Excerpt to read:
···
Question

How do you find the general solutions for $\sin (x+\pi )=0.5$?

Answer 1

In this question, we have to find the general solution f9r the given trigonometric function. We can solve this problem by using the general solution $\sin x=\sin \alpha$ . The general solution of this is $x=n\pi +{{(-1)}^{n}}\alpha$

Complete step by step solution:
In this question we are given a sine function. The given function is $\sin \,(x+\pi )=0.5$
Here, we know that $0.5$ is equal to $\dfrac{1}{2}$
Therefore, the above sine function can be written as below $\sin \,(x+\pi )=\dfrac{1}{2}$ ….. (1)
Now, the sine inverse of $\dfrac{1}{2}$ is equal to $\dfrac{\pi }{6}$ .
${{\sin }^{-1}}\left( \dfrac{1}{2} \right)=\dfrac{\pi }{6}$
Form above equation we conclude that $\sin \left( \dfrac{\pi }{6} \right)=\dfrac{1}{2}$ … (2)
Now, compare equation (1) and equation (2) the value of $\sin (x+\pi )$ and $\sin \left( \dfrac{\pi }{6} \right)$ is equal to $\dfrac{1}{2}$
Therefore, we have
$\sin (x+\pi )=\sin \left( \dfrac{\pi }{6} \right)$
Now, using the result for general solution that is $\sin x=\sin \alpha$ $\Rightarrow$ $x=n\pi +{{(-1)}^{n}}\alpha$
Here $\alpha =\dfrac{\pi }{6}$
Therefore, $x=n\pi +{{(-1)}^{n}}\left( \dfrac{\pi }{6} \right)$ as $x\in z$
Where $z$ is a real number.
···
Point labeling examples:
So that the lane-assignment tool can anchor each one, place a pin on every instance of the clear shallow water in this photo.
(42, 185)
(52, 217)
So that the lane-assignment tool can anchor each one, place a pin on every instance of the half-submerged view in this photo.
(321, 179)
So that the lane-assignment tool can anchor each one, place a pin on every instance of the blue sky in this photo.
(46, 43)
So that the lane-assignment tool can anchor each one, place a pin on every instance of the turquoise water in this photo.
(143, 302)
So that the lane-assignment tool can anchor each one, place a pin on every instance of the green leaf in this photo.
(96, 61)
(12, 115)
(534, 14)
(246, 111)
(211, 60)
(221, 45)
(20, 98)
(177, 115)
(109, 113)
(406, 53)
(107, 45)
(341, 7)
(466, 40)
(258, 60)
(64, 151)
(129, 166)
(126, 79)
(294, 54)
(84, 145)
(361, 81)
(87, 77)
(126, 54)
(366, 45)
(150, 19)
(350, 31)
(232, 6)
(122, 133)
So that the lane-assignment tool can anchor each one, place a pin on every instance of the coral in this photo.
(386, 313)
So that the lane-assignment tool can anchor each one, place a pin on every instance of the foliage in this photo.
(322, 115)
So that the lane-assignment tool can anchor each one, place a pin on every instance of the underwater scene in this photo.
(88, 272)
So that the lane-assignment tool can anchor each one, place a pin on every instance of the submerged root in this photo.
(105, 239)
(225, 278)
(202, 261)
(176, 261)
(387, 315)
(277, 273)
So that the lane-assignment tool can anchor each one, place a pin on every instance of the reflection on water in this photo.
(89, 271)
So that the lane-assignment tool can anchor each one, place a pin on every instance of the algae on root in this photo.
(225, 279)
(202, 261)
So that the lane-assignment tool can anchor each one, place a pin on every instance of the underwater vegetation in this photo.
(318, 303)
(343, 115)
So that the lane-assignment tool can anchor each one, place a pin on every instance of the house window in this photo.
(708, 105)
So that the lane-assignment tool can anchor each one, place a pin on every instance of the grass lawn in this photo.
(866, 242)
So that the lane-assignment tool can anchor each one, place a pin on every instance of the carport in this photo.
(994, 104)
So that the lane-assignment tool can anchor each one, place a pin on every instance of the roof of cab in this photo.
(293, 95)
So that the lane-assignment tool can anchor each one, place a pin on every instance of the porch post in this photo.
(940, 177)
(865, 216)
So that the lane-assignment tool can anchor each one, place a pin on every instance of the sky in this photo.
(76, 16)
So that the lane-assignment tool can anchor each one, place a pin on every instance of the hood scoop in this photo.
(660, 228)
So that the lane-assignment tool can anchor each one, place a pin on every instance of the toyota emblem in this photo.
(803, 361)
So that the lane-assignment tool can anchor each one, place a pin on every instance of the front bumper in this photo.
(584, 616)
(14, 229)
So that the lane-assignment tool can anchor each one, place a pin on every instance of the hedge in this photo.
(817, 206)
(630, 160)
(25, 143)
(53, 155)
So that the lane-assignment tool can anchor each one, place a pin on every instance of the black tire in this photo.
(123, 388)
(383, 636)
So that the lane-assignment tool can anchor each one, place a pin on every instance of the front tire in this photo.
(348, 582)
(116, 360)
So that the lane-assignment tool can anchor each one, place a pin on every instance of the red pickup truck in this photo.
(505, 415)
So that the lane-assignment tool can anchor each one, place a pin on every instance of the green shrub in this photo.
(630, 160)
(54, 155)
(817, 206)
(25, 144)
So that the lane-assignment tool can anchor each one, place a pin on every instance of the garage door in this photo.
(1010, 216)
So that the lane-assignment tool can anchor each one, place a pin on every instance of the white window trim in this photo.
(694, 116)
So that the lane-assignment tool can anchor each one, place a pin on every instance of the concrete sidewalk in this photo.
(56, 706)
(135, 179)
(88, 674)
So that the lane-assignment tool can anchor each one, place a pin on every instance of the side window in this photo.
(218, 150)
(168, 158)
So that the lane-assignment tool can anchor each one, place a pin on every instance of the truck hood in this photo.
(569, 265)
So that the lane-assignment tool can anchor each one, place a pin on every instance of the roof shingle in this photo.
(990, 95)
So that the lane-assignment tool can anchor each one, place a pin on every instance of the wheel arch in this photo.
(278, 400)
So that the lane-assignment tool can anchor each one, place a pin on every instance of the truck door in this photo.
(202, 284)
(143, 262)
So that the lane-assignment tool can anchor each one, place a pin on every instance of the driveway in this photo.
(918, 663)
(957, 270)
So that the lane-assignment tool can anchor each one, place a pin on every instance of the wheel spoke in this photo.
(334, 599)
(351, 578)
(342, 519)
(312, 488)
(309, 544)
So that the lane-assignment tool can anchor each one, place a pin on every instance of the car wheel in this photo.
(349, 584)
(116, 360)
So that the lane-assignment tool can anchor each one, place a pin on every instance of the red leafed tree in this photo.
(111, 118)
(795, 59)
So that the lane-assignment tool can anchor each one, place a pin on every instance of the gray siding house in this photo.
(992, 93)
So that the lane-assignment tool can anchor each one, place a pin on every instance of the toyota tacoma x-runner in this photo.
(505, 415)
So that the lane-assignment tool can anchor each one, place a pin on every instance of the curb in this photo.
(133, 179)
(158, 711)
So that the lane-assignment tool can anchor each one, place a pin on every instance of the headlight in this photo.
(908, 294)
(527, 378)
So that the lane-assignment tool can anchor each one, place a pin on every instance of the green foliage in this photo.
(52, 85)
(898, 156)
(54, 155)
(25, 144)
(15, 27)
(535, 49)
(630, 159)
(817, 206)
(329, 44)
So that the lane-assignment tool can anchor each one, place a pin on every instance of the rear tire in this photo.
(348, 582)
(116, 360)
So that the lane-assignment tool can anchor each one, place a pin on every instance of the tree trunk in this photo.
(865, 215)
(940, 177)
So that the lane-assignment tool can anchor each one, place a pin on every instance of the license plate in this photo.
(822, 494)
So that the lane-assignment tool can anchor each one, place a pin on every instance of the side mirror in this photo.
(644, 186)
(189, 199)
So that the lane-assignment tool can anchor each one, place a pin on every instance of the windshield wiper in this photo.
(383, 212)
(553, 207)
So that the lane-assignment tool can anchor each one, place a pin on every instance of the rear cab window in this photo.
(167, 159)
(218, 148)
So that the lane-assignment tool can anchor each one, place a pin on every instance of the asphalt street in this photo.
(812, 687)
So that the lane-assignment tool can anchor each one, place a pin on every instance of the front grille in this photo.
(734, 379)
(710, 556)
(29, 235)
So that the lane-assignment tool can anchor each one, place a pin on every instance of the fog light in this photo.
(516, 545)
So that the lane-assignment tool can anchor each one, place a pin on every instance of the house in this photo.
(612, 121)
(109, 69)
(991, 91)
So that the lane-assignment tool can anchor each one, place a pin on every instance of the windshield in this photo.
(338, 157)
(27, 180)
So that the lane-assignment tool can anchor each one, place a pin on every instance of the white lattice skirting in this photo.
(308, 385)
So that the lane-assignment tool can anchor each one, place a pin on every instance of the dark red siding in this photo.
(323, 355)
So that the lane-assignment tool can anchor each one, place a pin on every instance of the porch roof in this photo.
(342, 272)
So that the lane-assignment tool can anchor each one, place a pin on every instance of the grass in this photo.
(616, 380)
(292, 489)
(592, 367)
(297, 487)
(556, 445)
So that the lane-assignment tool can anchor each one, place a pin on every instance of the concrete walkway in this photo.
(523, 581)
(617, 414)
···
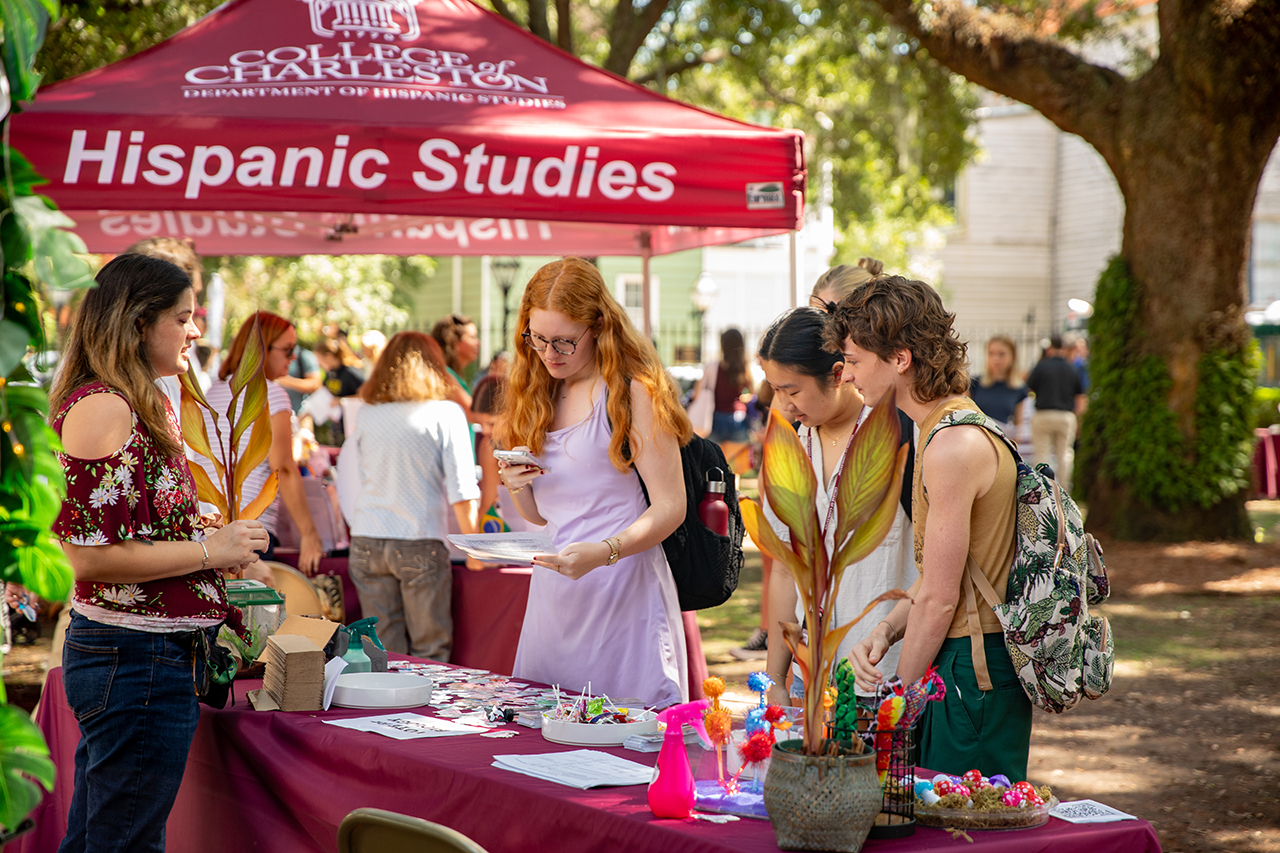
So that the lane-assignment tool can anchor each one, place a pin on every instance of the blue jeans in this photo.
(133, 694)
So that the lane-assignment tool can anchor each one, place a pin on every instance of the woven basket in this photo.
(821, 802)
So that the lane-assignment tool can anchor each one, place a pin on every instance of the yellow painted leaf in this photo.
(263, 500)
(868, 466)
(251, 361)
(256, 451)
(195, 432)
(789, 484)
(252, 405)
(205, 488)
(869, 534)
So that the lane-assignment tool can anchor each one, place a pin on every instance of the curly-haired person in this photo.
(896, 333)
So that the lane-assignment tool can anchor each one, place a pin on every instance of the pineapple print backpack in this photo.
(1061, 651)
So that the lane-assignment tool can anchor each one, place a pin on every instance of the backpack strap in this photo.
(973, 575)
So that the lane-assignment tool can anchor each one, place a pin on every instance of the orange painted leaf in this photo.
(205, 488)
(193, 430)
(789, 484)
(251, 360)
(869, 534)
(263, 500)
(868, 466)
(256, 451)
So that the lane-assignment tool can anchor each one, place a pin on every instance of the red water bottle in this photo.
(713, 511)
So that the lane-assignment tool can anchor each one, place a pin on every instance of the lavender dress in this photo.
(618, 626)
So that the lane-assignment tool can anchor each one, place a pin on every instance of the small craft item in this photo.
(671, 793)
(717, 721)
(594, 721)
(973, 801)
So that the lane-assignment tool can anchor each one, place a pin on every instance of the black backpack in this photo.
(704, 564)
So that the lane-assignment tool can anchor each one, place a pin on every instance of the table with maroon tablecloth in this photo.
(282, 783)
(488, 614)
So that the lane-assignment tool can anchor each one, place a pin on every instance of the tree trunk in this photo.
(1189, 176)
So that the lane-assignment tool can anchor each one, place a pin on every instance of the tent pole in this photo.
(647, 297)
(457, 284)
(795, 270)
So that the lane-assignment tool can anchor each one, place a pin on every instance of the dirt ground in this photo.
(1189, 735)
···
Objective: From the trigonometry page above, return word for word the passage starting with "Now, compare equation" and going on through "a real number.".

Output for this exercise:
Now, compare equation (1) and equation (2) the value of $\sin (x+\pi )$ and $\sin \left( \dfrac{\pi }{6} \right)$ is equal to $\dfrac{1}{2}$
Therefore, we have
$\sin (x+\pi )=\sin \left( \dfrac{\pi }{6} \right)$
Now, using the result for general solution that is $\sin x=\sin \alpha$ $\Rightarrow$ $x=n\pi +{{(-1)}^{n}}\alpha$
Here $\alpha =\dfrac{\pi }{6}$
Therefore, $x=n\pi +{{(-1)}^{n}}\left( \dfrac{\pi }{6} \right)$ as $x\in z$
Where $z$ is a real number.